FRAGMENTO SELECCIONADO:

El joven José fue vendido como esclavo por sus hermanos, quienes estaban celosos de él. Llevado a Egipto, y luego encarcelado por una falta que no había cometido, finalmente fue designado jefe del país por el faraón, quien reconoció en José una sabiduría y una inteligencia dadas por Dios (Génesis 41:38-39). Algunos años más tarde sus hermanos se vieron obligados a ir a buscar trigo en Egipto, y tuvieron que vérselas con el gobernador: ¡el mismo José! Fueron encuentros emocionantes, llenos de miedo y perdón… El Faraón recibió amablemente a esos hombres cuyo pasado, no obstante, era tan penoso; luego les concedió las mejores tierras del país.

LISTADO:
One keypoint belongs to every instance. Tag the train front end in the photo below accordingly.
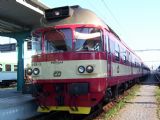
(69, 68)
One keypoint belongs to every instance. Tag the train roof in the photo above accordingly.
(77, 15)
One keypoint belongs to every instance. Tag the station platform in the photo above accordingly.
(16, 106)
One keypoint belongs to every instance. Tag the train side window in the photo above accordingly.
(1, 67)
(106, 40)
(8, 67)
(15, 67)
(117, 50)
(88, 39)
(112, 46)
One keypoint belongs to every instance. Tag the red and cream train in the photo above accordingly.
(79, 62)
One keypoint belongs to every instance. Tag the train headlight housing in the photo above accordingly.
(89, 69)
(81, 69)
(36, 71)
(29, 71)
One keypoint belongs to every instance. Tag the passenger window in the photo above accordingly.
(15, 67)
(8, 67)
(117, 55)
(1, 67)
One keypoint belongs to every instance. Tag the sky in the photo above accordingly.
(135, 21)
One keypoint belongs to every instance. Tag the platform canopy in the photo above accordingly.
(20, 15)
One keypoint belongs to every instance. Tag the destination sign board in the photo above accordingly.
(8, 47)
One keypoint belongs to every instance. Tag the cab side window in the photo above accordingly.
(117, 52)
(106, 41)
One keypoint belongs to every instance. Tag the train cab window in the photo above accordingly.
(58, 40)
(124, 55)
(15, 67)
(1, 68)
(88, 39)
(8, 67)
(117, 52)
(36, 43)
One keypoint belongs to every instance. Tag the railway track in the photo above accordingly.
(98, 113)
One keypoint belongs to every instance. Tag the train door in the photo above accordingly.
(108, 55)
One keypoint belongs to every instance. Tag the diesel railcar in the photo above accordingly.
(79, 61)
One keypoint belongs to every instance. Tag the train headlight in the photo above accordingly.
(36, 71)
(29, 71)
(81, 69)
(89, 69)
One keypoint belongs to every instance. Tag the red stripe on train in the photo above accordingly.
(70, 56)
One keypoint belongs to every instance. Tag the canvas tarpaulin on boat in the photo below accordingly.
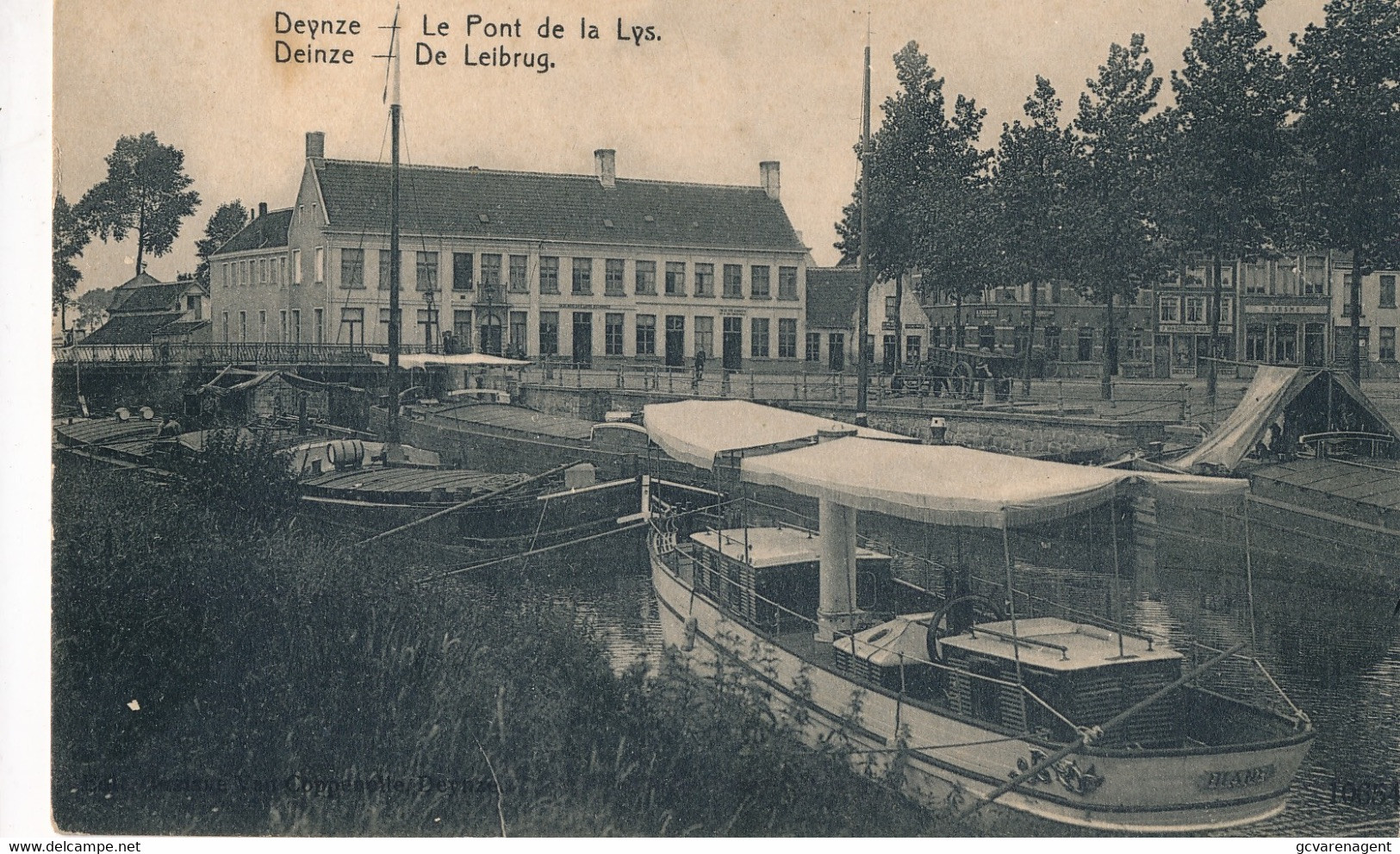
(1301, 399)
(696, 432)
(1231, 441)
(947, 484)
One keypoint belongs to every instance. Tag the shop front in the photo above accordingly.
(1285, 333)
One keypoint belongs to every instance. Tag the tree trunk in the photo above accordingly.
(958, 320)
(140, 234)
(1109, 353)
(1214, 314)
(1030, 339)
(1355, 313)
(899, 321)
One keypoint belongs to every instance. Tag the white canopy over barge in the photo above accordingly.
(1060, 719)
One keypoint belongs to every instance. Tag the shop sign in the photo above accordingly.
(1285, 309)
(1192, 327)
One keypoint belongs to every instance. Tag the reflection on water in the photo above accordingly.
(1336, 654)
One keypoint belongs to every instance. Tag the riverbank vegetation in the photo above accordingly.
(221, 667)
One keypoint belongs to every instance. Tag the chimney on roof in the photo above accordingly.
(607, 163)
(768, 178)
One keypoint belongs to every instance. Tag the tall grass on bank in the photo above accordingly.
(220, 667)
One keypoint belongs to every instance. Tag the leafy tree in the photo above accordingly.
(227, 221)
(1227, 143)
(1344, 78)
(69, 240)
(1032, 194)
(146, 190)
(91, 304)
(927, 203)
(1116, 237)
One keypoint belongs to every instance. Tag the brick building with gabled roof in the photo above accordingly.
(591, 269)
(147, 311)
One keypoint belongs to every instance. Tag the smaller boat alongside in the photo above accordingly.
(378, 488)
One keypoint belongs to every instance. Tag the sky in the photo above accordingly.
(724, 85)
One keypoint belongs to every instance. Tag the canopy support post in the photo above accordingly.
(836, 600)
(1011, 609)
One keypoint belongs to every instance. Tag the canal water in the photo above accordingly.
(1335, 654)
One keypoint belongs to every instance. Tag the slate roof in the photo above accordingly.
(262, 233)
(832, 297)
(555, 208)
(150, 297)
(129, 329)
(139, 280)
(179, 327)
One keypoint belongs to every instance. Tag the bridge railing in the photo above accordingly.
(220, 353)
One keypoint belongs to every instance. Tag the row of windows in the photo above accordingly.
(1172, 309)
(1386, 296)
(647, 336)
(237, 327)
(490, 271)
(1386, 336)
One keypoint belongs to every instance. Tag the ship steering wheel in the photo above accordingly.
(936, 630)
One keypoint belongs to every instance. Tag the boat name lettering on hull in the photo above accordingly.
(1239, 779)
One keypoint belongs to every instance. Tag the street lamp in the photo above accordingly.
(427, 324)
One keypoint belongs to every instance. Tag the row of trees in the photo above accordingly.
(1254, 153)
(146, 195)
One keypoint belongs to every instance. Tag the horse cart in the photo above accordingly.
(962, 372)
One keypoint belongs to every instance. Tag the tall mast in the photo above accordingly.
(395, 315)
(862, 327)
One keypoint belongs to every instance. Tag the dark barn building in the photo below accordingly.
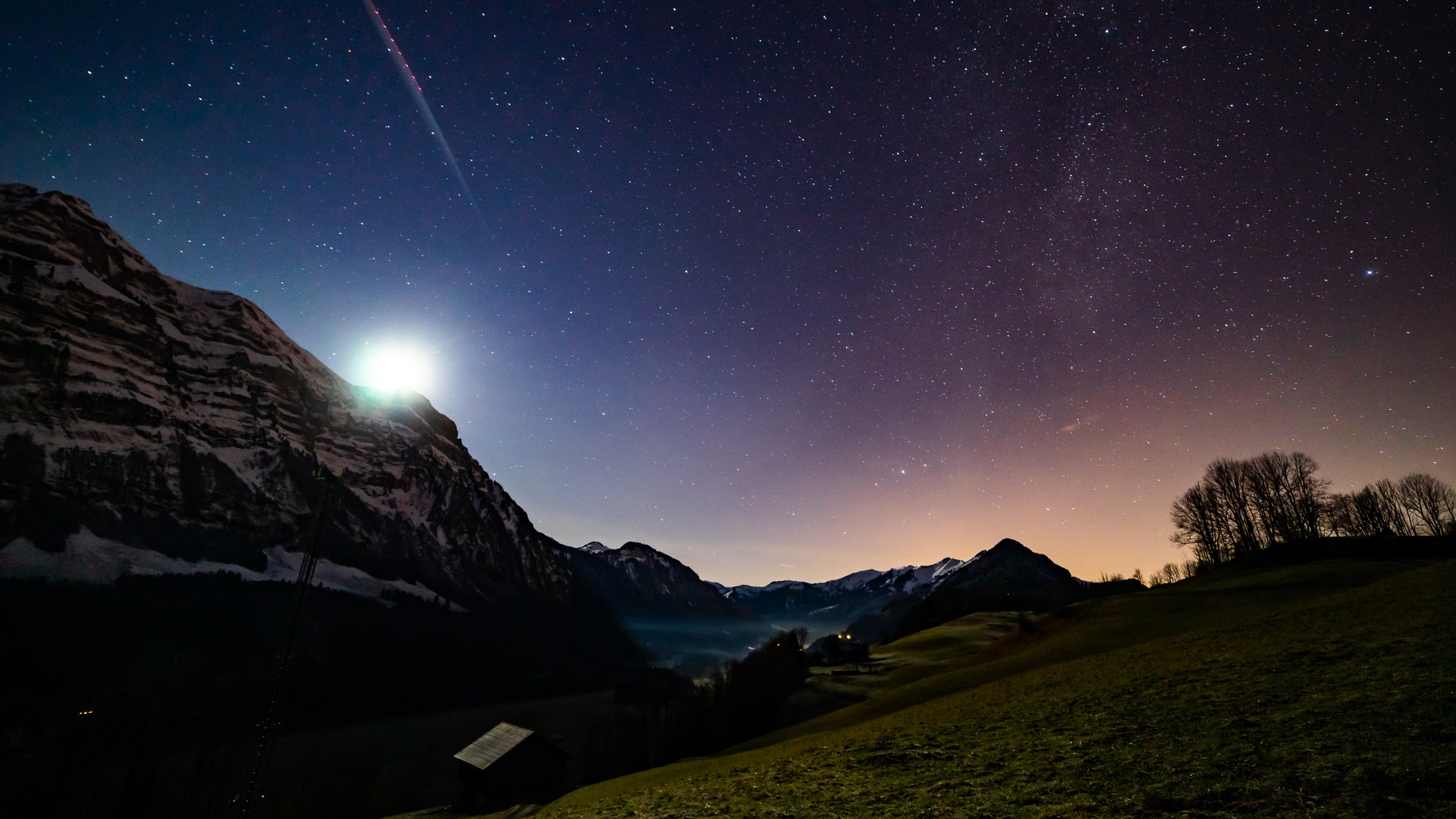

EJERCICIOS:
1 - Indica si cada afirmación coincide con el texto sobre José y justifica cada respuesta con las palabras exactas del texto: (a) Sus hermanos lo vendieron como esclavo por celos. (b) José fue encarcelado por una falta que sí había cometido. (c) El faraón les negó tierras a los hermanos de José.
2 - Por favor, escribe cómo sigue el texto sobre José a partir de su última oración.

RESPUESTAS POR EJERCICIO:
1 -
(a) Sí: «fue vendido como esclavo por sus hermanos, quienes estaban celosos de él».
(b) No: «encarcelado por una falta que no había cometido».
(c) No: «luego les concedió las mejores tierras del país».

2 -
¿Por qué este recibimiento tan benévolo? No era debido a sus méritos personales, sino al hecho de que eran hermanos de José, el hombre de quien el Faraón estaba enteramente satisfecho.
Este relato ilustra una realidad actual para nosotros, cristianos: el Señor Jesús “no se avergüenza” de llamarnos “hermanos” (Hebreos 2:11), somos aceptados en la presencia de Dios debido a la satisfacción que él halló en su amado Hijo. No es a causa de nuestros méritos, o de alguna buena obra; es porque Jesús murió por nuestros pecados.
Los hermanos de José tuvieron que reconocer su culpabilidad para ser perdonados y recibidos. Confesar nuestros pecados delante de Dios es todo lo que debemos hacer para ser aceptados por él. Así somos reconciliados con Dios. Entonces, las mejores bendiciones espirituales son para nosotros, como todo lo mejor que había en Egipto era para la familia de José.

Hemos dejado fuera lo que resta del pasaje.